> Trecho para leitura
Entre o fim de fevereiro e início de março, quando o país ainda registrava casos apenas importados de contaminação – ou seja, de pessoas que tiveram contato com o vírus fora do Brasil –, o número de pessoas infectadas pela covid-19 dobrava a cada três, quatro dias. Embora em menor número, a velocidade de transmissão colocava o Brasil na mesma trajetória de contaminação de países como Itália e Estados Unidos.
O que freou o contágio foi a ação rápida de governadores, que decidiram suspender aulas, fechar comércios e limitar a circulação de pessoas. Concorde-se ou não com essas medidas, é preciso reconhecer que elas deram resultado. Hoje, a curva de contaminação desacelerou para a metade do que vínhamos registrando no início da crise. Ainda assim, o número de casos confirmados de covid-19 tem dobrado a cada sete, oito dias. Já são 40.581 mil contaminados e 2.575 mil mortes espalhadas pelos 26 estados e o Distrito Federal – números que fazem do Brasil o país com mais casos de covid-19 na América Latina.
Isso quer dizer que, mesmo que queira liberar geral, o novo ministro da Saúde (que, no passado, publicou artigos defendendo o isolamento horizontal e elogiando o agora demitido Mandetta) não encontrará espaço para uma radicalização nas políticas de enfrentamento à pandemia. Discreto, o ministro já foi aconselhado pela ala militar a tomar conhecimento do Ministério primeiro e, por enquanto, não assumir qualquer postura de enfrentamento aos governadores, papel que continuará cabendo a Bolsonaro.
Ao ministro, caberá, nas próximas duas semanas, coordenar a formulação de cenários para a saída organizada e gradual do isolamento, atuando em parceria com o Ministério da Defesa, que tem levantado os números de leitos, de equipamentos médicos e até a capacidade funerária em cada estado. Esse levantamento servirá para que o governo federal, assim como fez os Estados Unidos de Donald Trump, anuncie nas próximas semanas um planejamento nacional para a saída gradual do isolamento social.
O exemplo vem justamente dos EUA, país que se tornou o epicentro da pandemia global, com 4,6 mil mortes em apenas 24 horas (superando todos os casos da China, por exemplo). Ao registrar tais números, porém, os EUA podem ter alcançado o que especialistas acreditam ser o pico da transmissão. O próximo passo esperado, portanto, é uma queda na velocidade de transmissão, o que abre espaço para uma reabertura gradual de comércios e serviços.

> Material de estudo

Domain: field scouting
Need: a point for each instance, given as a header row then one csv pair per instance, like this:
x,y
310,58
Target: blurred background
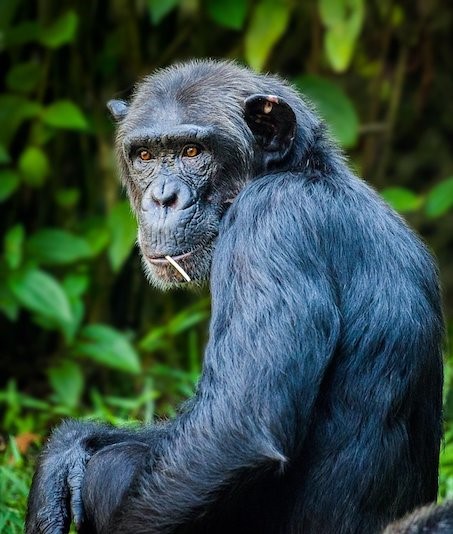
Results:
x,y
82,334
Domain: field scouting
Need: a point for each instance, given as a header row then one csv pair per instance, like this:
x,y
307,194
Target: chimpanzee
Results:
x,y
319,405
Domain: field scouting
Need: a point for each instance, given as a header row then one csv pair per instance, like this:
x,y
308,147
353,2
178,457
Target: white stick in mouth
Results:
x,y
178,267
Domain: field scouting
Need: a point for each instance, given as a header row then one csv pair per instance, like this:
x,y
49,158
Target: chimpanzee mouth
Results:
x,y
162,260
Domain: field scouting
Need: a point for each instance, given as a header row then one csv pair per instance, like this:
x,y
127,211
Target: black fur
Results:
x,y
319,406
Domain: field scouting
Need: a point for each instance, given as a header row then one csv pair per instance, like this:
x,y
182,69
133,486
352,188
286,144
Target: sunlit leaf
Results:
x,y
67,381
402,199
159,9
268,23
65,114
107,346
76,284
67,198
13,246
24,77
440,198
41,293
61,32
34,166
54,246
123,231
228,13
334,105
9,182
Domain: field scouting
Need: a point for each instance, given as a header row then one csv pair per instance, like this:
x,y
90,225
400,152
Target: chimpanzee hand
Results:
x,y
61,476
55,495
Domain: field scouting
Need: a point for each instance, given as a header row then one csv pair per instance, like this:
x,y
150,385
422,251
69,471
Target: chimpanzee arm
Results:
x,y
274,330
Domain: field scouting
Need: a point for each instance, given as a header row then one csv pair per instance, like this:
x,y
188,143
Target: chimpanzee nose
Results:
x,y
166,195
168,192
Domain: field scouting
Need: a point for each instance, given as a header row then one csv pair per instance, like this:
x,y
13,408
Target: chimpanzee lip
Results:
x,y
162,260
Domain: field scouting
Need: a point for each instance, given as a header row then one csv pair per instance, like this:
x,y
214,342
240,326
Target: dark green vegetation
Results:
x,y
82,334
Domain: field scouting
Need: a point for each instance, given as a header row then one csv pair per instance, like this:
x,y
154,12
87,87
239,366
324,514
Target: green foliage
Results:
x,y
343,20
64,114
268,22
402,199
333,105
109,347
42,294
440,198
228,13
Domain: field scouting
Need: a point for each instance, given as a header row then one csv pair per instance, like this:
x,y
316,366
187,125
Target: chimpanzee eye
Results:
x,y
190,151
144,154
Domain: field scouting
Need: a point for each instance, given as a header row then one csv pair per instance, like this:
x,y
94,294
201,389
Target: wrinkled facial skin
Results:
x,y
179,190
187,143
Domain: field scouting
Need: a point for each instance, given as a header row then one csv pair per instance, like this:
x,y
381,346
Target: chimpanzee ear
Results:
x,y
273,124
118,109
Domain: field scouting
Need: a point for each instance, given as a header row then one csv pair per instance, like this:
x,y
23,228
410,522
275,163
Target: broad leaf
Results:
x,y
41,293
107,346
64,114
67,381
334,105
159,9
268,23
54,246
34,166
228,13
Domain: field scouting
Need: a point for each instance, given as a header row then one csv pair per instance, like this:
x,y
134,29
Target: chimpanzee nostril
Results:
x,y
165,194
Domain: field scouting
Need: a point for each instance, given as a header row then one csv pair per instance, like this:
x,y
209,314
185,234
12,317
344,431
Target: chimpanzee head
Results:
x,y
190,139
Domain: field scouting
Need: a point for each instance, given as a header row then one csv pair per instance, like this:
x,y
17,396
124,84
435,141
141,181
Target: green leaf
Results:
x,y
75,284
228,13
343,20
24,77
268,23
107,346
440,198
402,199
339,47
65,114
4,156
14,242
67,381
67,198
334,106
53,246
159,9
34,166
9,182
41,293
8,303
123,231
61,32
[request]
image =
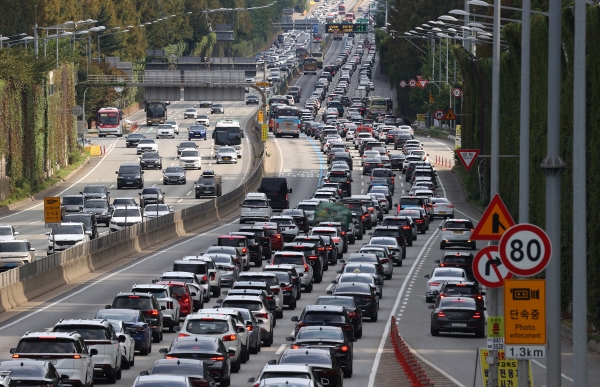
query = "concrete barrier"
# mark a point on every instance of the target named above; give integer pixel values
(22, 284)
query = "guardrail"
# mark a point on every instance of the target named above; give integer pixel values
(26, 282)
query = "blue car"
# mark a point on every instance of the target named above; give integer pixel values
(136, 325)
(196, 131)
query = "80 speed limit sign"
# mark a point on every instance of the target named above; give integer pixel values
(525, 249)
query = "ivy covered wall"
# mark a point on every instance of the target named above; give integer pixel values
(477, 132)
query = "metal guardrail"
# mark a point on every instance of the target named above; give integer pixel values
(208, 80)
(43, 264)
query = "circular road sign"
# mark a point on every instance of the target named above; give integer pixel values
(525, 249)
(488, 268)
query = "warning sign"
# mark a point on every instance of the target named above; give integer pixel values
(495, 221)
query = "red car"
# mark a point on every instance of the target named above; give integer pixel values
(182, 293)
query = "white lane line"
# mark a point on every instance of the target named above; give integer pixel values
(110, 149)
(281, 348)
(386, 331)
(109, 276)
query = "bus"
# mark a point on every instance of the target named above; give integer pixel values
(287, 121)
(311, 65)
(228, 133)
(376, 106)
(156, 112)
(109, 121)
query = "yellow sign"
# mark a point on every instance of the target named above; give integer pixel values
(507, 370)
(52, 213)
(450, 116)
(525, 311)
(265, 132)
(494, 222)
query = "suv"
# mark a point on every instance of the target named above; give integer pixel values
(130, 175)
(329, 315)
(98, 334)
(255, 207)
(457, 232)
(65, 236)
(68, 351)
(169, 304)
(216, 324)
(146, 303)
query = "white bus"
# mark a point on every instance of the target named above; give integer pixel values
(228, 133)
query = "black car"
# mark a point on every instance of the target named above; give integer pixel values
(89, 222)
(255, 249)
(151, 160)
(209, 349)
(322, 360)
(196, 370)
(324, 315)
(354, 312)
(151, 195)
(174, 175)
(146, 303)
(252, 99)
(133, 139)
(364, 295)
(457, 314)
(95, 191)
(100, 208)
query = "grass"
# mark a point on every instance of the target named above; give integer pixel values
(24, 192)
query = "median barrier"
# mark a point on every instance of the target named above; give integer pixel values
(24, 283)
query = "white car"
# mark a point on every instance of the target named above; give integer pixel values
(442, 207)
(202, 119)
(98, 334)
(164, 296)
(226, 154)
(127, 347)
(124, 217)
(65, 236)
(457, 232)
(165, 130)
(147, 145)
(438, 277)
(218, 325)
(190, 158)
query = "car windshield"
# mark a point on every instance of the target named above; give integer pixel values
(46, 345)
(96, 204)
(14, 247)
(206, 326)
(67, 229)
(88, 332)
(72, 200)
(158, 293)
(129, 212)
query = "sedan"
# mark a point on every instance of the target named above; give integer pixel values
(174, 175)
(226, 154)
(439, 276)
(457, 314)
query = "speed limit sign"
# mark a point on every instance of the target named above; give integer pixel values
(525, 249)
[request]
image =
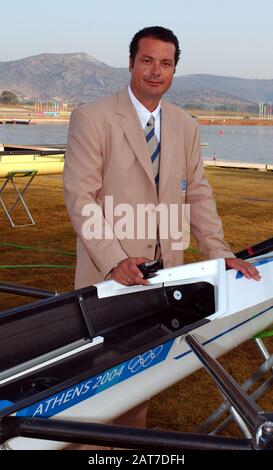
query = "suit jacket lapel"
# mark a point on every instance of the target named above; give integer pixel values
(129, 122)
(167, 147)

> Tarefas a realizar
1. Responda com base no trecho sobre a covid-19 no Brasil:
(a) Entre o fim de fevereiro e o início de março, a cada quantos dias dobrava o número de infectados no país?
(b) Com qual ministério o novo ministro da Saúde atuará em parceria na formulação de cenários para a saída do isolamento?
(c) Quantas mortes os EUA registraram em apenas 24 horas?
2. Escreva a continuação do trecho sobre a covid-19 no Brasil, começando logo após a última frase apresentada.
Os itens não precisam ser consultados.

> Lista de respostas
1.
(a) A cada três, quatro dias.
(b) Com o Ministério da Defesa.
(c) 4,6 mil mortes.

2.
O plano norte-americano é testar em massa a população para descobrir quem já adquiriu imunidade contra o vírus e começar a liberar as atividades em cidades que registrarem queda no nos contágios. Vão começar com alguns setores não essenciais e verificar se a maior circulação de pessoas levará ou não a uma nova onda de contágio. Havendo queda nos casos, abre-se a porta para mais setores não essenciais. Assim por diante, até a economia ser aberta por completo – o que deve acontecer, pelo planejamento, para meados de agosto e setembro.
No Brasil, ainda que haja intensão de uma saída agora, esse ainda parece um cenário distante. Uma vez que a curva de transmissão achatou justamente por causa de eficácia do isolamento social, especialistas acreditam que possamos ter adiado o pico da crise, que agora deve vir entre maio e junho.
O tempo extra serviu para que o país se preparasse melhor para os tempos que virão, ampliando leitos, treinando equipes e garantindo que nenhum paciente tenha que ser abandonado à própria sorte, como ocorreu em países europeus. Isso significa que, mesmo que o novo ministro tenha ordens de agir, ignorar os fatos e abrir a economia de uma só vez, neste momento, pode ser fatal. Da mesma forma, postergar o planejamento de como fazer essa transição pode também custar milhões de empregos e vidas.
A chave para o sucesso do enfrentamento à pandemia é o timing para tomar as decisões corretas. E o tempo está correndo. Tic, tac.